### Verilen metin
Asıl adı Halid b. Velid b. Mugîre’dir. Mahzum oğullarındandır. Ehlisünnet ve’l-Cemaat onu “Seyfullah”yani “Allah’ın Kılıcı” olarak adlandırmıştır. Babası önde gelen zenginlerdendi. Öyle ki, servetinin haddi hesabı yoktu.
Abbas Mahmud Akkat, bu konuda şöyle der: (Halid b. Velid’in babası) kendi zamanındaki herkesten daha zengindi. Ve her çeşit zenginlikleri vardı. Altınları, gümüşleri, bağları, asma ağaçları, ticaretleri, hizmetçileri, köleleri ve cariyeleri herkesten daha çoktu. Bu yüzden onu, döneminin tek zengini anlamında “vahîd” diye çağırırlardı.[329]
Kurân-ı Kerim, Velid b. Mugîre’yi cehennem ateşi ile tehdit etmiş, onun için en kötü yeri vaat etmiştir. Nitekim Allah-u Taâla onun hakkında şöyle buyurur:
“Benimle tek olarak (vahîd) yarattığım şu adamı yalnız bırak. Ona uzun uzadıya mal verdim. Gözlerinin önünde duran oğullar verdim. Ona imkân üstüne imkân tanıdım. Hâlâ da gözünü dikmiş artırmamızı umuyor. Asla! Çünkü o, ayetlerimize karşı inatçı kesildi. Pek yakında onu sıkıntılara sokacağım. Doğrusu o, iyice bir düşündü ve kendince ölçtü-biçti. Geberesice, nasıl da ölçtü-biçti! Sonra gene de geberesice, nasıl da ölçütü-biçti! Sonra baktı. Sonra surat astı ve kaşlarını çattı. Sonra da arkasını dönüp kibirlendi. ‘Bu, ötelerden beri söylenegelen büyüden başka bir şey değil; bu, ancak bir insan sözüdür!’ dedi. Ben de onu Saqar’a[330] atacağım.”[331]
Derler ki: Velid, Peygamberimizin (s.a.a) yanına gelerek, yeni dini yaymaktan vazgeçmesi karşılığında ona mal ve servet vaat etti. O sırada şu ayet nazil oldu:
“(Ey Muhammed!) Eğriye doğruya hep yemin edene, fakir olana, daima ayıplayana, laf getirip götürene, hayra engel olana, hakka tecavüz edene, günahkâra, bütün bunlardan sonra halka karşı kaba davranana ve kötülülükleriyle maruf olana mal ve oğul sahibi olmasından dolayı itaat etme. Ayetlerimiz ona okunduğu zaman ‘Bunlar, eskilerin masalları’ der. Biz, yakında onun burnu üzerine damga vurup işaretleyeceğiz.”[332]
Velid, kendisini peygamberliğe Hz. Muhammed’den (s.a.a) daha layık görür ve şöyle derdi: Nasıl olur da peygamberlik ve Kurân, fakir Muhammed’e iner de Kureyş’in büyüğü ve efendisi olan benim gibi biri bundan mahrum kalır?
İşte, Halid b. Velid, bu inançla İslam’a ve Peygamber’e düşmanlık üzere yetiştirildi. Bu İslam, babasını akılsız biri olarak nitelendirmiş, tacını ve tahtını elinden almıştı. Bu nedenle de Halid, tüm savaşlarda Peygamber’in karşısında savaştı.

Bir koleksiyondan alınmış kayıtlar:

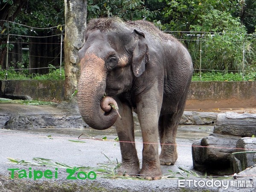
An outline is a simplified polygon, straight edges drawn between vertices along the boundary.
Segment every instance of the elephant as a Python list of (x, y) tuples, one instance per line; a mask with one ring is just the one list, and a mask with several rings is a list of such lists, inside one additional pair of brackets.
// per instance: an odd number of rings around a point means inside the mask
[[(160, 179), (160, 165), (173, 165), (177, 158), (176, 132), (193, 71), (188, 50), (143, 20), (94, 19), (85, 34), (78, 53), (82, 118), (99, 130), (114, 124), (122, 156), (119, 175)], [(142, 134), (141, 168), (133, 111)]]

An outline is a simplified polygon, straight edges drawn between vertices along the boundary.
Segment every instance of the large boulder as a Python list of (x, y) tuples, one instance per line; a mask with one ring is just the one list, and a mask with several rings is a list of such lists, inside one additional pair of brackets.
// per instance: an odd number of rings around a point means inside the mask
[(217, 116), (213, 133), (250, 137), (256, 135), (256, 114), (220, 113)]
[(196, 169), (218, 175), (232, 175), (233, 155), (239, 137), (212, 134), (192, 145)]
[(241, 138), (236, 148), (235, 152), (239, 153), (234, 154), (235, 172), (240, 172), (256, 164), (256, 138)]
[(180, 124), (206, 125), (213, 124), (216, 122), (218, 113), (213, 112), (196, 112), (184, 111)]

### Görev A
Halid b. Velid metninde babasının herkesten daha çok sahip olduğu söylenen varlıkları sıralayın.
### Görev B
Halid b. Velid metnine göre babasına, döneminin tek zengini anlamında hangi adla seslenilirdi?
### Görev C
Halid b. Velid metninden "İşte, Halid b." sözleriyle başlayan bölümü, "Peygamber’in karşısında savaştı." sözlerinden sonra bitirerek değiştirmeden yazın.

### Yanıt A
Altınlar, gümüşler, bağlar, asma ağaçları, ticaretler, hizmetçiler, köleler, cariyeler

### Yanıt B
"Vahîd"

### Yanıt C
İşte, Halid b. Velid, bu inançla İslam’a ve Peygamber’e düşmanlık üzere yetiştirildi. Bu İslam, babasını akılsız biri olarak nitelendirmiş, tacını ve tahtını elinden almıştı. Bu nedenle de Halid, tüm savaşlarda Peygamber’in karşısında savaştı.